→ Stated exercise:
Reproduce the entries verbatim, from the very first line down through the line that contains "point(217, 280)", including both ends, and leave the pictures out of your copy.

→ Supplied material:
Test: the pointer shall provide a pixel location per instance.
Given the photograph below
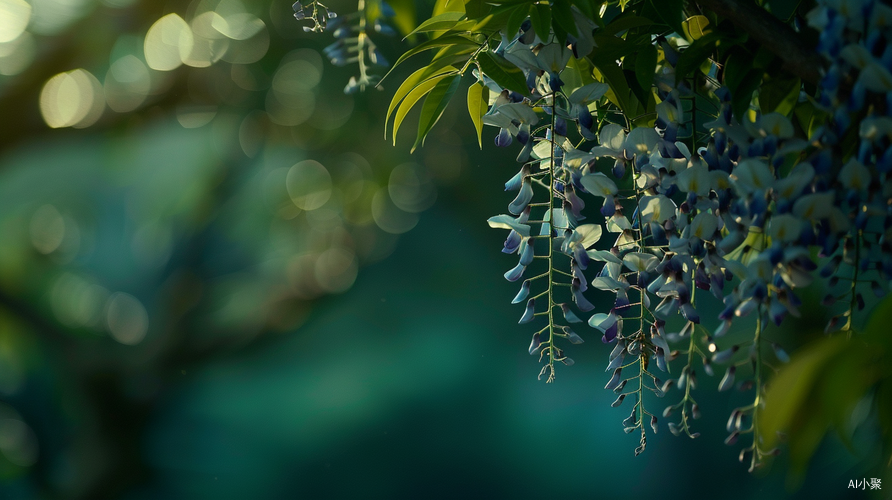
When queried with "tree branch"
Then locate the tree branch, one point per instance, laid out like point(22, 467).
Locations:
point(775, 35)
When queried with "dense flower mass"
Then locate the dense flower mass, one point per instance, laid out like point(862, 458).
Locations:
point(686, 184)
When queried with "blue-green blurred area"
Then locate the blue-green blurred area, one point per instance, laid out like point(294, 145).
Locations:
point(217, 280)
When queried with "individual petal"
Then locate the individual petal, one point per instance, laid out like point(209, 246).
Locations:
point(508, 222)
point(523, 198)
point(785, 228)
point(529, 312)
point(599, 184)
point(515, 273)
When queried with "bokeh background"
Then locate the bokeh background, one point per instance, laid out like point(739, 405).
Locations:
point(218, 280)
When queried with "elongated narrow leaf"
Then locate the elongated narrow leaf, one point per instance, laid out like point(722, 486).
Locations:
point(443, 41)
point(413, 97)
point(410, 83)
point(625, 23)
point(478, 99)
point(442, 22)
point(433, 107)
point(507, 75)
point(540, 16)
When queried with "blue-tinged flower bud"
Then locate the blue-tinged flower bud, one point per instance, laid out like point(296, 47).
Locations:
point(609, 206)
point(673, 428)
point(526, 252)
point(777, 312)
point(780, 353)
point(529, 312)
point(384, 29)
point(620, 387)
point(746, 307)
point(733, 420)
point(503, 138)
point(581, 302)
point(615, 363)
point(524, 197)
point(732, 439)
point(352, 86)
point(756, 148)
point(721, 142)
point(386, 9)
point(614, 380)
point(572, 336)
point(661, 360)
point(610, 333)
point(512, 243)
point(689, 313)
point(515, 273)
point(523, 293)
point(536, 344)
point(857, 97)
point(728, 379)
point(342, 32)
point(619, 170)
point(569, 316)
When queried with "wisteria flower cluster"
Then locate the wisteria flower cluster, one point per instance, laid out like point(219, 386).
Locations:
point(353, 43)
point(623, 189)
point(746, 216)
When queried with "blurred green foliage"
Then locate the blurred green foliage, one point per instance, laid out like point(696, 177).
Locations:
point(198, 297)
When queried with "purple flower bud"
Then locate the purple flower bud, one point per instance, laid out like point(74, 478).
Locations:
point(515, 273)
point(614, 380)
point(536, 344)
point(526, 252)
point(529, 312)
point(523, 198)
point(572, 336)
point(730, 440)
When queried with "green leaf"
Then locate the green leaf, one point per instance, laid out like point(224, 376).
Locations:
point(409, 84)
point(740, 101)
point(671, 12)
point(442, 22)
point(478, 103)
point(515, 19)
point(433, 107)
point(613, 75)
point(779, 94)
point(645, 66)
point(413, 97)
point(625, 23)
point(405, 14)
point(443, 41)
point(505, 74)
point(540, 16)
point(696, 27)
point(691, 58)
point(789, 391)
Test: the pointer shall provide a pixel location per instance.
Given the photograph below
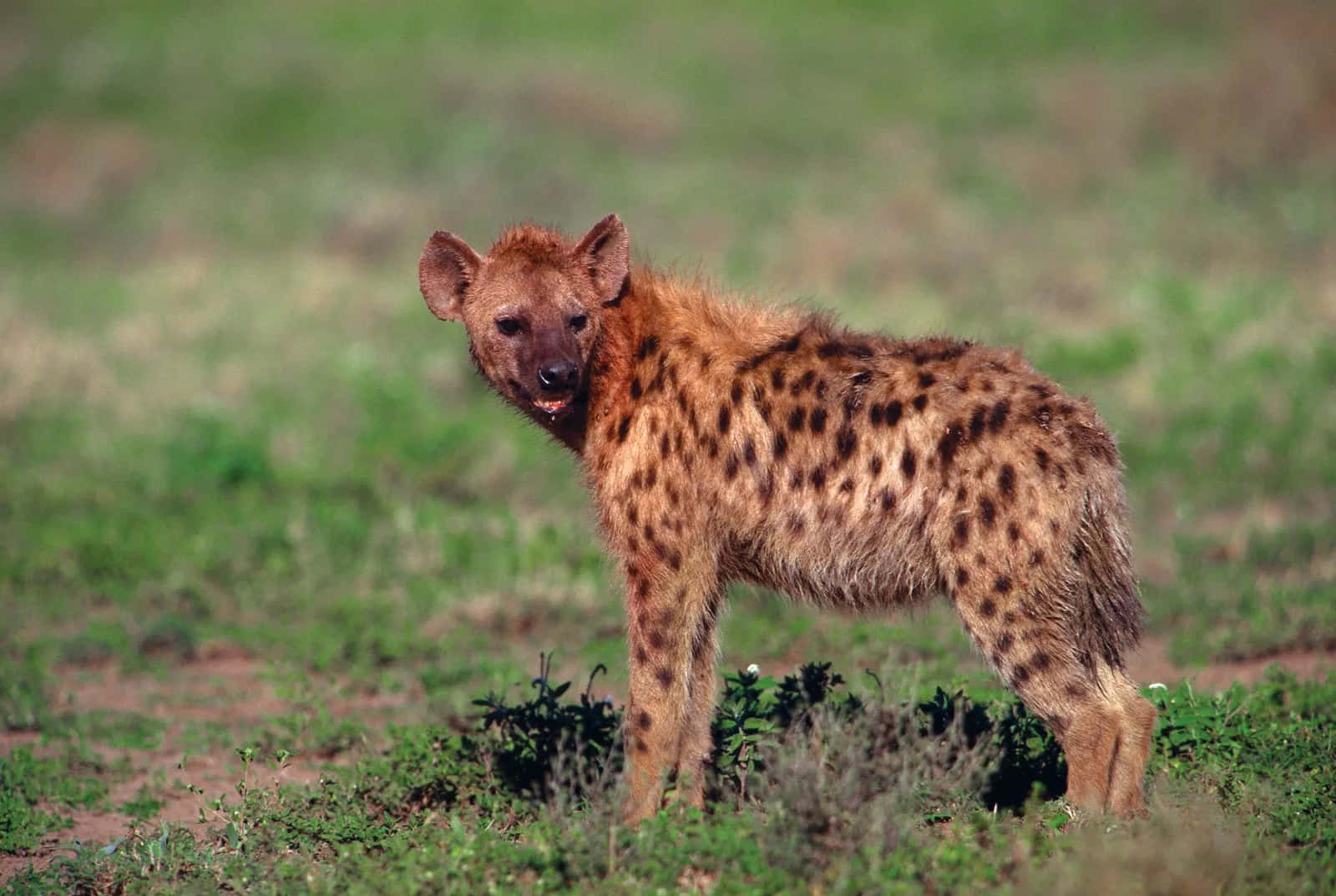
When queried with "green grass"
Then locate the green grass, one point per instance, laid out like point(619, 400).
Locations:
point(253, 496)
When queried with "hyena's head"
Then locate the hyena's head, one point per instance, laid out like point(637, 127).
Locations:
point(532, 305)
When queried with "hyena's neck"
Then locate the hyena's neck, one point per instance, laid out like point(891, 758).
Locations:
point(625, 327)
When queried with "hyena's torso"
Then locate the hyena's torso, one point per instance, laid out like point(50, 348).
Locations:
point(727, 443)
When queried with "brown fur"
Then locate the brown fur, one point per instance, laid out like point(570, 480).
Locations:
point(730, 443)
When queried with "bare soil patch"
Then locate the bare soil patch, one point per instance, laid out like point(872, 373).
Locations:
point(225, 686)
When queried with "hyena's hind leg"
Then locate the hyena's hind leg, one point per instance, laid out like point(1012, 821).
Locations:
point(1095, 711)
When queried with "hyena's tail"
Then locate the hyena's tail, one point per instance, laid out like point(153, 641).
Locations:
point(1113, 612)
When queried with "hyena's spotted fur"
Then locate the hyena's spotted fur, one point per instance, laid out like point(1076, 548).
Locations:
point(728, 443)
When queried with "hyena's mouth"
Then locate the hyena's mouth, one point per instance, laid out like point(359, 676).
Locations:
point(552, 405)
point(554, 408)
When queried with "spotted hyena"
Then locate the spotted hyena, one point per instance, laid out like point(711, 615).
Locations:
point(731, 443)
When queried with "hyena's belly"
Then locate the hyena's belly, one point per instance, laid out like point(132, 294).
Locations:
point(850, 568)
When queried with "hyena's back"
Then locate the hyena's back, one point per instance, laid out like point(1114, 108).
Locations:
point(865, 473)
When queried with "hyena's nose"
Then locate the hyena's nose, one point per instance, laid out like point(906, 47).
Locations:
point(559, 376)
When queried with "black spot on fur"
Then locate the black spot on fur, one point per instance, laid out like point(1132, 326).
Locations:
point(802, 382)
point(818, 421)
point(846, 443)
point(949, 443)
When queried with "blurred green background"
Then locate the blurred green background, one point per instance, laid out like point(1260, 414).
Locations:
point(229, 423)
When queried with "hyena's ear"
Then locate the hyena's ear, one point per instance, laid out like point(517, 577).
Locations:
point(445, 270)
point(605, 253)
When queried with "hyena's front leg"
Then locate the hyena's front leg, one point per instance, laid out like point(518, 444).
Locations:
point(696, 742)
point(671, 622)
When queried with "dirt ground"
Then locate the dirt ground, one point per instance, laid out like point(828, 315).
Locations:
point(230, 688)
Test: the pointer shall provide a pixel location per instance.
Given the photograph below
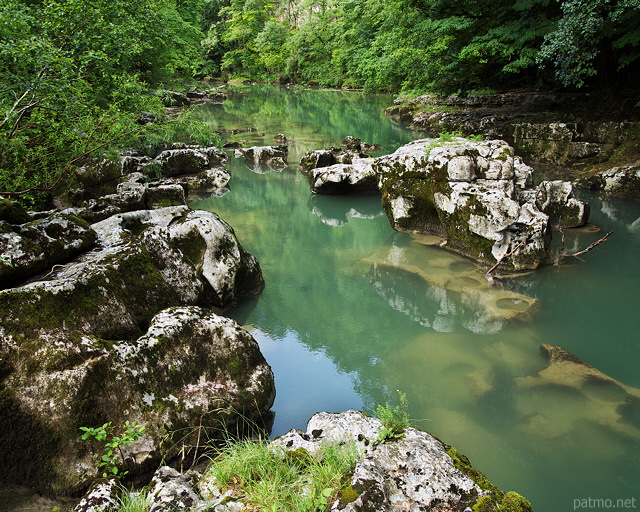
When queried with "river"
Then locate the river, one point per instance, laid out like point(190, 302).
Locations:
point(354, 311)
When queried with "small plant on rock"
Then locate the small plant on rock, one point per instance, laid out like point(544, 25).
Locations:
point(113, 447)
point(395, 419)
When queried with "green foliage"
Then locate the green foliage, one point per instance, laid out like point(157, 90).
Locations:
point(271, 480)
point(395, 419)
point(440, 46)
point(131, 432)
point(587, 30)
point(75, 78)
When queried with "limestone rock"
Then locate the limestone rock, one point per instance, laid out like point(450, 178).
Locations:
point(581, 394)
point(182, 161)
point(97, 173)
point(273, 157)
point(327, 157)
point(165, 194)
point(413, 471)
point(172, 491)
point(62, 367)
point(192, 367)
point(470, 193)
point(102, 496)
point(355, 178)
point(37, 246)
point(555, 199)
point(617, 181)
point(12, 212)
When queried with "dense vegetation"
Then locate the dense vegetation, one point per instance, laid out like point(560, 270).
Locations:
point(74, 81)
point(425, 45)
point(76, 74)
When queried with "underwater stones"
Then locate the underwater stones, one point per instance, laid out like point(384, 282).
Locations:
point(617, 181)
point(357, 177)
point(473, 194)
point(580, 394)
point(36, 246)
point(447, 284)
point(273, 157)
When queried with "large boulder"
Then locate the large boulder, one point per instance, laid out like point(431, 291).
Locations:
point(36, 246)
point(89, 344)
point(357, 177)
point(412, 471)
point(476, 195)
point(272, 157)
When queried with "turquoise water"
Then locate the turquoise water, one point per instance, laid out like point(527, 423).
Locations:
point(353, 311)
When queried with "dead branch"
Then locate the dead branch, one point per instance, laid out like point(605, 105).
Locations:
point(502, 258)
point(594, 244)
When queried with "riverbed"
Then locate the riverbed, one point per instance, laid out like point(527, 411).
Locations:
point(353, 312)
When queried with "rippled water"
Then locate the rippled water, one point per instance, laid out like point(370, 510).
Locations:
point(353, 311)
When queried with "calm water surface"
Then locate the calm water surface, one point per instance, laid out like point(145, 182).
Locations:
point(353, 311)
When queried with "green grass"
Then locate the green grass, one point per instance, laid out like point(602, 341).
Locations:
point(267, 479)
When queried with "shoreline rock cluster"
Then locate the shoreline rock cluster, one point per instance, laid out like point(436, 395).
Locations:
point(478, 196)
point(414, 471)
point(115, 321)
point(575, 133)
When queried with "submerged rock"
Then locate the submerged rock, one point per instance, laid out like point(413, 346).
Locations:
point(582, 395)
point(73, 348)
point(358, 177)
point(273, 157)
point(476, 195)
point(351, 150)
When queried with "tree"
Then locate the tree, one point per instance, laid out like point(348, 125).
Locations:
point(588, 31)
point(74, 75)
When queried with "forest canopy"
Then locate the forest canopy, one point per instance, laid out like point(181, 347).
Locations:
point(76, 74)
point(441, 46)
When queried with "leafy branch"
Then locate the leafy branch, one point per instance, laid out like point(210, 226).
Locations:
point(113, 445)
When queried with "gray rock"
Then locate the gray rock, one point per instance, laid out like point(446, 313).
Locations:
point(273, 157)
point(182, 161)
point(618, 181)
point(412, 472)
point(98, 172)
point(37, 246)
point(171, 491)
point(102, 496)
point(473, 194)
point(165, 194)
point(358, 177)
point(12, 212)
point(62, 368)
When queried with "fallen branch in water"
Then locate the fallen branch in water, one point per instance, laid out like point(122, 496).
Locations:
point(502, 258)
point(594, 244)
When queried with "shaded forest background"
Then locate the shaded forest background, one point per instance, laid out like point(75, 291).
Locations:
point(75, 74)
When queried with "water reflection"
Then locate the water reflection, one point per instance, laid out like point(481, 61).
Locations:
point(444, 291)
point(336, 212)
point(353, 311)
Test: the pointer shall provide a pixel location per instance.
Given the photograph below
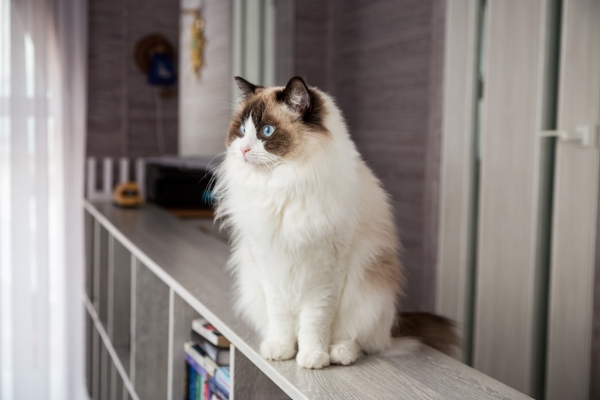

→ Result for this task:
Test: the pointer shall provide a pixel location per instance.
Given the photograph below
When queried with "tree branch"
Then locate the tree branch, one point per instance, laid out like point(22, 467).
Locations:
point(775, 35)
When queried with "dense flower mass"
Then locate the dense flower mass, one point per instance, laid out like point(862, 458).
Locations:
point(686, 184)
When queried with "blue-green blurred area"
Then locate the blue-green blurred area, one point per instance, laid out like point(294, 145).
Locations:
point(217, 280)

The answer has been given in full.